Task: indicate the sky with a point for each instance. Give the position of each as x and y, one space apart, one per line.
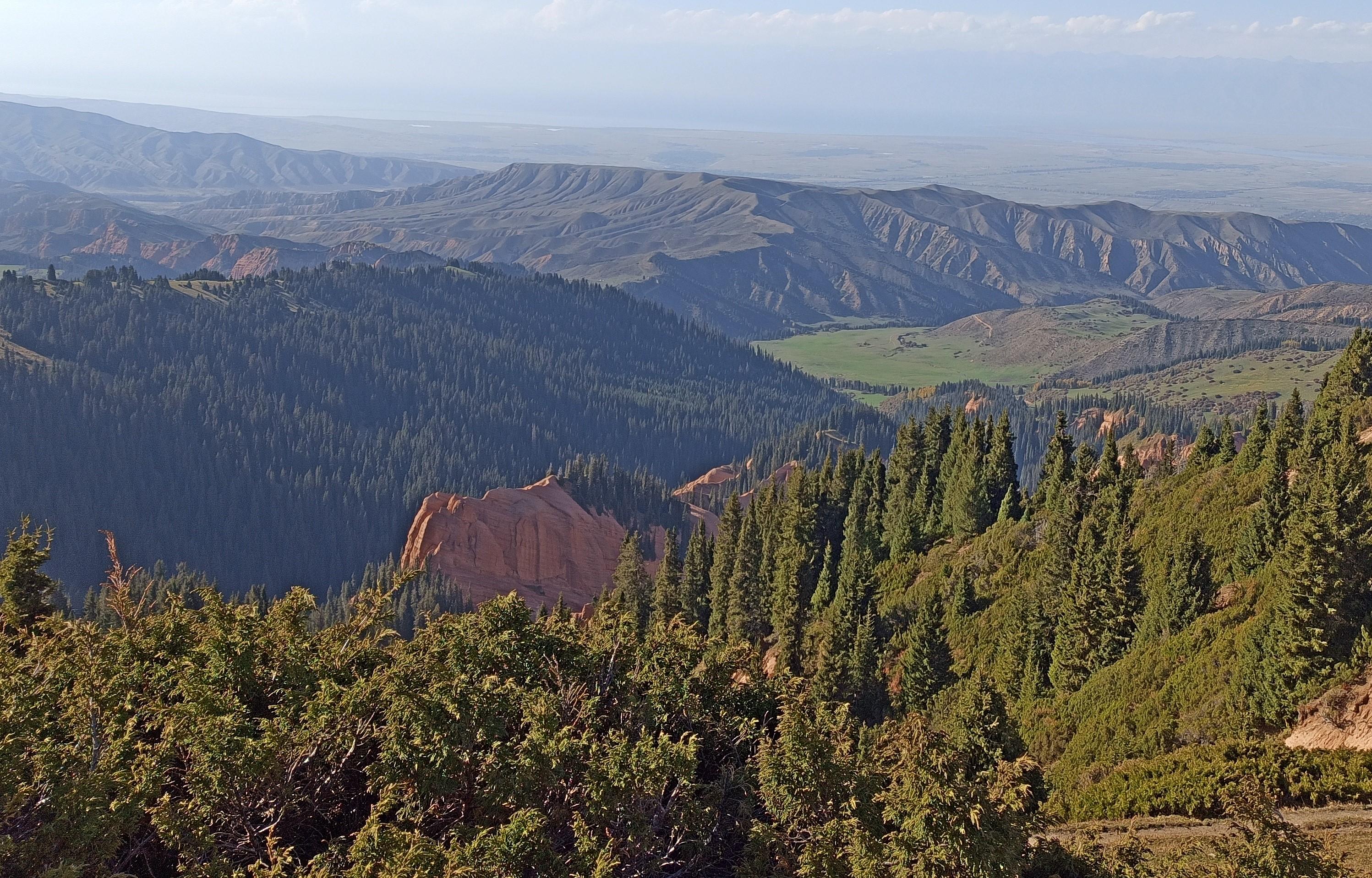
806 65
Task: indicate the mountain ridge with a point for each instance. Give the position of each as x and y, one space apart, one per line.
53 223
99 153
758 257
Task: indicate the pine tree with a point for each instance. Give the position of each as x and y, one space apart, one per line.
795 574
864 684
1002 469
632 596
722 567
747 599
924 663
1185 590
966 500
1326 564
1099 607
1227 450
694 592
27 593
1057 465
667 582
1254 442
1205 450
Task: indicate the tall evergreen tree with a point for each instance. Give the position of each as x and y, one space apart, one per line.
1326 564
694 590
1185 589
795 574
27 593
1002 469
1254 442
722 567
748 618
924 662
632 594
667 582
1227 447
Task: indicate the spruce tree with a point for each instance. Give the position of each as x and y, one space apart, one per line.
795 573
1205 449
1168 457
877 504
632 594
1227 449
722 567
1101 604
27 593
1254 442
1057 465
1002 469
924 663
966 500
1324 564
748 618
864 685
1108 471
1185 590
667 582
694 590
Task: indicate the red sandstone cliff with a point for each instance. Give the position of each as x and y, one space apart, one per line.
1341 718
536 541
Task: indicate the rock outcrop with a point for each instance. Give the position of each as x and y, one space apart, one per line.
1338 720
714 485
537 541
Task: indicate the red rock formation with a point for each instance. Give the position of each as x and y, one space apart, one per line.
777 478
714 483
536 541
1341 718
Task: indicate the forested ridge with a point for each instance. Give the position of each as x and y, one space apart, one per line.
283 430
898 665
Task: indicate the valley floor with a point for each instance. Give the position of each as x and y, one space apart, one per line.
1346 829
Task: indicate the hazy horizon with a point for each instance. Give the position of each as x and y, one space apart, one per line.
807 68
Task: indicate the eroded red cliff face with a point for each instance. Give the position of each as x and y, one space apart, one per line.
536 541
1338 720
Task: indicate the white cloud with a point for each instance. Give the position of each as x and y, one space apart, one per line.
1160 33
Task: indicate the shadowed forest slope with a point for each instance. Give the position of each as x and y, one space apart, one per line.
755 256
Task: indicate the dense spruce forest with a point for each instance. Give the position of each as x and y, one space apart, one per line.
884 667
283 430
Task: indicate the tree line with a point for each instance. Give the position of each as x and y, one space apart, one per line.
289 436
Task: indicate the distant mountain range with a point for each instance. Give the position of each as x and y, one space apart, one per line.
755 257
98 153
49 223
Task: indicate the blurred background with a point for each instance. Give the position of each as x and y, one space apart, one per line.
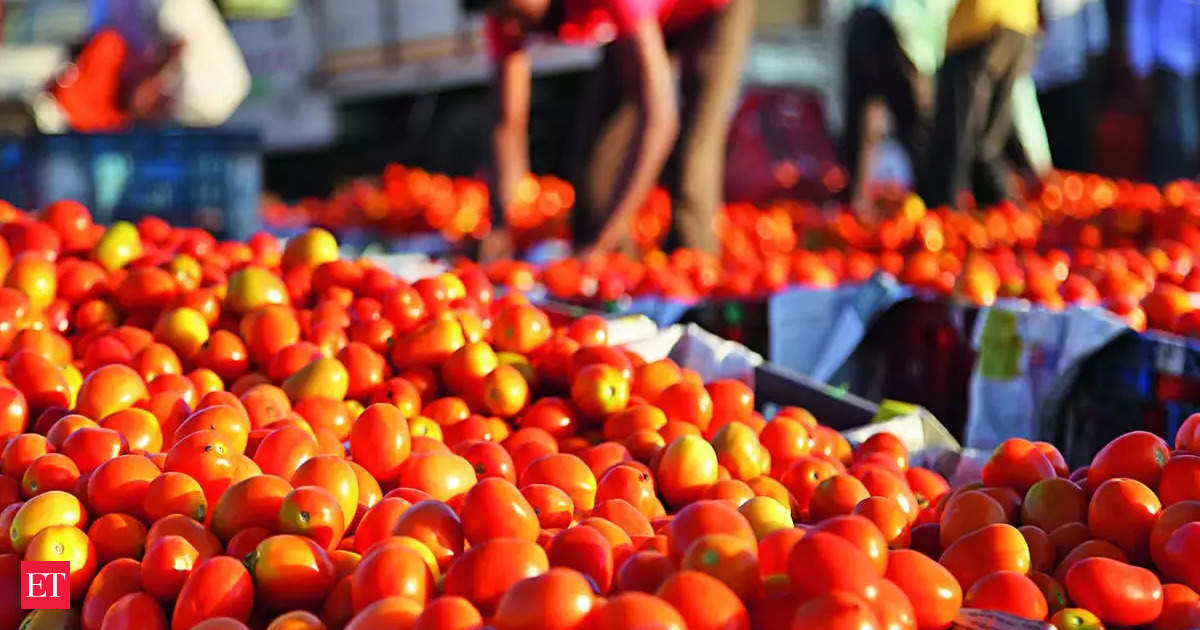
340 89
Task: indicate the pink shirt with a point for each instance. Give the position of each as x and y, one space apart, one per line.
603 21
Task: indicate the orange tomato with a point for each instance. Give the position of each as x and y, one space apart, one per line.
252 502
112 582
291 571
381 442
449 612
168 561
313 513
484 573
1122 511
994 547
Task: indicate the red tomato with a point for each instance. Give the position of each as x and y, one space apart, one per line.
219 587
1119 593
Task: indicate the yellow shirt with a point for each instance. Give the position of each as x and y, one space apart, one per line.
975 21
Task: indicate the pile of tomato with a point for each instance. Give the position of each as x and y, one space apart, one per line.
411 201
246 435
1085 241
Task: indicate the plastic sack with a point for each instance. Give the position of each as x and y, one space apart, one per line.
699 349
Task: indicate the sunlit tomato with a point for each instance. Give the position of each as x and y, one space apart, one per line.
291 571
166 565
283 450
312 511
599 389
435 525
120 485
63 543
520 328
687 402
1119 593
1138 455
115 580
174 493
565 472
252 502
1007 592
217 587
48 472
48 509
381 442
111 389
1122 511
486 571
994 547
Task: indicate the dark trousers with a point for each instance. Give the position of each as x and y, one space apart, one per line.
877 69
975 117
709 55
1069 115
1174 148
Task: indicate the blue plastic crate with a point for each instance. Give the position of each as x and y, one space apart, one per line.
204 178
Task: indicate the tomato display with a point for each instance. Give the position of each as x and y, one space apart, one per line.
265 436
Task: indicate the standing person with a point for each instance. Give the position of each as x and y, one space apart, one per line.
893 51
633 123
154 60
1074 37
1164 47
989 45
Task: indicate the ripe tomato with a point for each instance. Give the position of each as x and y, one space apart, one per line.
381 442
48 472
994 547
167 563
565 472
117 535
252 502
1122 511
520 328
313 513
205 457
289 573
217 587
1119 593
135 611
703 601
935 594
285 449
112 582
1138 455
485 571
585 550
837 496
67 544
111 389
1008 592
48 509
863 534
599 390
120 485
835 610
966 513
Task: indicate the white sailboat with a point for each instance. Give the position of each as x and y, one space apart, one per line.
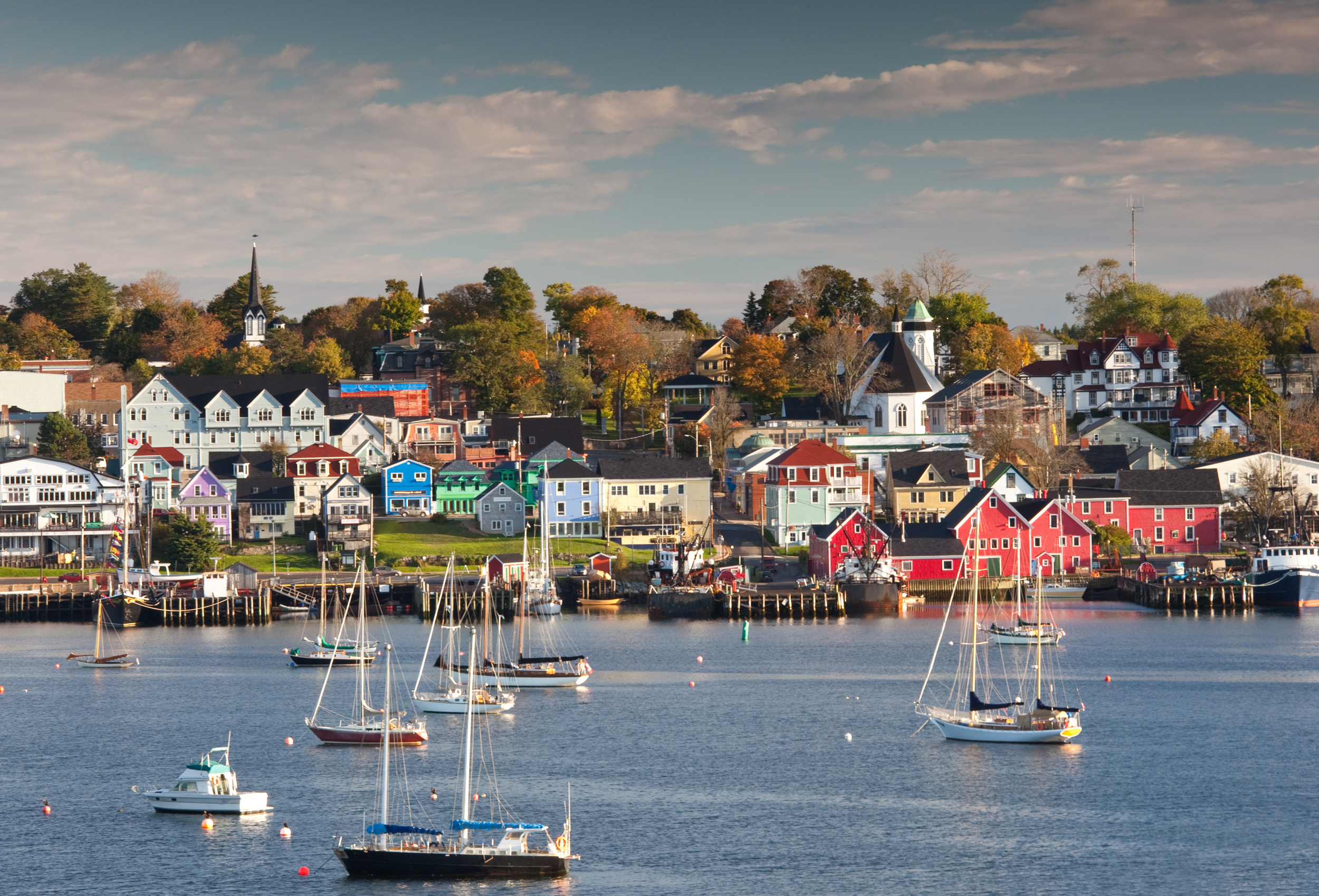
452 697
366 725
999 716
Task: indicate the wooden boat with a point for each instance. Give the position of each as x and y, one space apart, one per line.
392 850
95 660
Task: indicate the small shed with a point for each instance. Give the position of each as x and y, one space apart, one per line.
505 569
242 577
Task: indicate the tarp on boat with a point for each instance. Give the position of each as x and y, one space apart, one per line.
460 824
977 704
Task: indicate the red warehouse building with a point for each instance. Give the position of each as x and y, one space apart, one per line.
847 536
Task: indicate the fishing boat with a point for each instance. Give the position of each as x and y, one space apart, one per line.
556 671
418 852
450 697
1286 577
363 725
209 786
998 712
95 660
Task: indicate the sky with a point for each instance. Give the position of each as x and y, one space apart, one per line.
680 155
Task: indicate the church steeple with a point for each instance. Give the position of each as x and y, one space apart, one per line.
254 313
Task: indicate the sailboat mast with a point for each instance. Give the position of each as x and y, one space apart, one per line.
384 763
975 590
467 750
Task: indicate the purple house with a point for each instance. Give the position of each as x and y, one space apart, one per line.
204 497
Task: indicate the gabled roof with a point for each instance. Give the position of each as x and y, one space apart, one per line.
1170 488
810 453
636 466
244 388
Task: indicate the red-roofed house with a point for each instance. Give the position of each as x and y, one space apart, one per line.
809 485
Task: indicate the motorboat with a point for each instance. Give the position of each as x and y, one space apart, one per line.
209 786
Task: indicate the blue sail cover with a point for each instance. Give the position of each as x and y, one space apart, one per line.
403 829
977 704
492 825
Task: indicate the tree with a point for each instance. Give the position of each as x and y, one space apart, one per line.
57 437
835 363
1283 321
399 308
228 305
759 371
192 543
1235 304
1143 308
687 320
78 301
955 313
987 346
328 357
1219 445
1227 354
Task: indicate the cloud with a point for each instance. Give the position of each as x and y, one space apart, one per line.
540 69
1182 154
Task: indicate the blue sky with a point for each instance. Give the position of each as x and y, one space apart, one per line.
677 154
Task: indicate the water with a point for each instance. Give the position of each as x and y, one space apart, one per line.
1194 775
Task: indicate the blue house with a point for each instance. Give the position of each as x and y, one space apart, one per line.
407 486
570 499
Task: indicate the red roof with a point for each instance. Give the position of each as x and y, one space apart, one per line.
172 456
810 453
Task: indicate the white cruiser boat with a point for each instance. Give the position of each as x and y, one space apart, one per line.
1286 577
209 786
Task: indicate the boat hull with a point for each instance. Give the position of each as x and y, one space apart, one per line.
367 737
217 804
1285 588
424 863
961 731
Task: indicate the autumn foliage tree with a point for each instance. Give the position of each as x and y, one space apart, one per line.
759 371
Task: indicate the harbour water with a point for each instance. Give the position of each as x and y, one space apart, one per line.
1196 773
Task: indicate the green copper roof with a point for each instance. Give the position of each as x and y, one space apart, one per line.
917 312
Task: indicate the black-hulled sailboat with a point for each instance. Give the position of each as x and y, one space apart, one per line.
388 850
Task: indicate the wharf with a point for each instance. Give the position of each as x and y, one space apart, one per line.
1183 594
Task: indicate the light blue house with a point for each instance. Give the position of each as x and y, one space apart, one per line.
570 499
407 488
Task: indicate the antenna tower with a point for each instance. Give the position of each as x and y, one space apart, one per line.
1133 205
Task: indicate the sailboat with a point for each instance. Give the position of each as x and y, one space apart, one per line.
986 720
388 850
95 660
529 671
366 725
452 699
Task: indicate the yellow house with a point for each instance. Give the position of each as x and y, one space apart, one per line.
715 358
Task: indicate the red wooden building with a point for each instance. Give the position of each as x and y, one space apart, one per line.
846 536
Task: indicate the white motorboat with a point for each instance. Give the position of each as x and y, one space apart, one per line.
209 786
996 712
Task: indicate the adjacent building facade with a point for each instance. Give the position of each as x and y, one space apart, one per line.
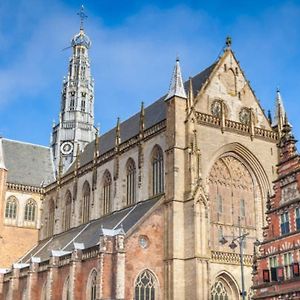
24 171
138 212
276 273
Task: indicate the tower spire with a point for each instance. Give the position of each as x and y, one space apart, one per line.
280 113
82 16
176 86
75 128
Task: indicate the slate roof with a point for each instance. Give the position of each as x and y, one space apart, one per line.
27 164
154 114
89 233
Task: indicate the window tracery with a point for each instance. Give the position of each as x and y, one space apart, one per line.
66 290
107 183
92 286
145 286
131 182
11 208
157 171
86 202
68 210
50 225
30 211
219 292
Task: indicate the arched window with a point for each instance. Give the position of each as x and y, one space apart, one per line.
11 208
92 286
131 182
145 286
218 291
157 171
86 202
66 290
107 182
44 291
51 218
67 210
30 211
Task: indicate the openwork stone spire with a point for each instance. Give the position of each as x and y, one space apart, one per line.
176 86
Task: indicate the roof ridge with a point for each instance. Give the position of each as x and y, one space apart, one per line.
26 143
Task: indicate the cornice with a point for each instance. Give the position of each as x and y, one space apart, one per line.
233 126
25 188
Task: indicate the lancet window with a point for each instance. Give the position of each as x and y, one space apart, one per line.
50 225
30 211
92 286
157 171
68 210
86 202
11 208
131 182
146 286
107 183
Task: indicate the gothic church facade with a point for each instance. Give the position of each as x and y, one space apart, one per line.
139 211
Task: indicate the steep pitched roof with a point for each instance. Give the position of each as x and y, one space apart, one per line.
89 234
154 113
27 164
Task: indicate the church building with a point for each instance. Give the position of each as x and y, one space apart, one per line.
138 212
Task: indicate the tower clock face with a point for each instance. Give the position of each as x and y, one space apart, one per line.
245 115
66 148
216 109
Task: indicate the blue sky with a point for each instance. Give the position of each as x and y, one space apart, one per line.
135 44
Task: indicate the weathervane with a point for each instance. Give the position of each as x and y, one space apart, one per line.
82 16
228 41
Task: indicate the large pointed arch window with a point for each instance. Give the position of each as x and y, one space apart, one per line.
50 225
11 208
68 210
157 171
131 182
92 286
218 291
86 202
30 212
145 286
107 183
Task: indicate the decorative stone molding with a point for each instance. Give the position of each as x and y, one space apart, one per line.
25 188
230 125
230 258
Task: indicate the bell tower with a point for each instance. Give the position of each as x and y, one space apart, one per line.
75 128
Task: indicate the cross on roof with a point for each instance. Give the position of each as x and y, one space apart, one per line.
82 16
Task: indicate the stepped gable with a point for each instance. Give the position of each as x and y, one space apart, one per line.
154 114
89 233
27 164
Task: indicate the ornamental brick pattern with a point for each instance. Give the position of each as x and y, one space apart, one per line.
276 270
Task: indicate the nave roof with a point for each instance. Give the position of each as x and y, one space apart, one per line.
154 114
89 234
27 164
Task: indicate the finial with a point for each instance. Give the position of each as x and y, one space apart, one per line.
191 93
228 42
270 116
82 16
176 86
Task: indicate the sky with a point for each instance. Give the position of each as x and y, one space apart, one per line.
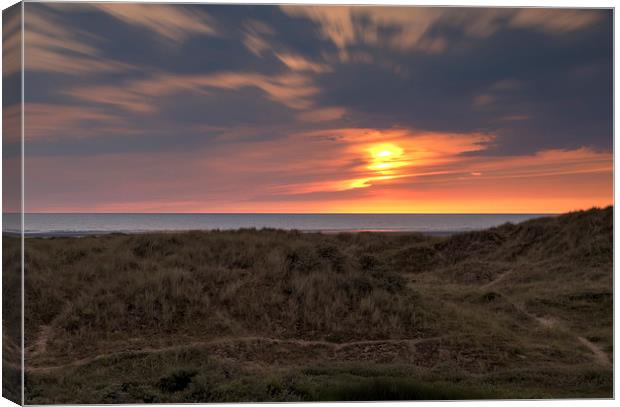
294 109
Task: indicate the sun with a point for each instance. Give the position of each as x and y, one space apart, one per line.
385 157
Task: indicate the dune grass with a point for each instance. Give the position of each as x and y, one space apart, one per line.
252 315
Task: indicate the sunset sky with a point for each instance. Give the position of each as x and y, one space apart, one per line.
190 108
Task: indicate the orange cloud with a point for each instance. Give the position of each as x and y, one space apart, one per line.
337 170
169 21
51 47
299 63
292 89
254 33
322 115
340 23
58 121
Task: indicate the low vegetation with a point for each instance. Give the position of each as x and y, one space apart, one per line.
256 315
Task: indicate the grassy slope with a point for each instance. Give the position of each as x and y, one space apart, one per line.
515 311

========================================

*Short task*: Exactly reproduce the lines from the one containing "Task: indicate the sunset" through the end of the records, and only those lines.

*Task solution*:
Task: indicate the sunset sky with a point for each instance. Give the position of each as x and y, one space apart, one per line.
190 108
Task: indicate the orange cloud with a point for each instance. Give the position of each as x and y, one space apart, one per line.
337 170
169 21
51 47
299 63
292 89
254 33
322 115
340 23
58 121
Task: indicate the low vegetation with a point for each instance. Give the position of each as x and y, one space apart, one per line.
256 315
Task: indicate the grassy slope with a point for each instance. Give the position of each as x and y, one space apart, one per line.
515 311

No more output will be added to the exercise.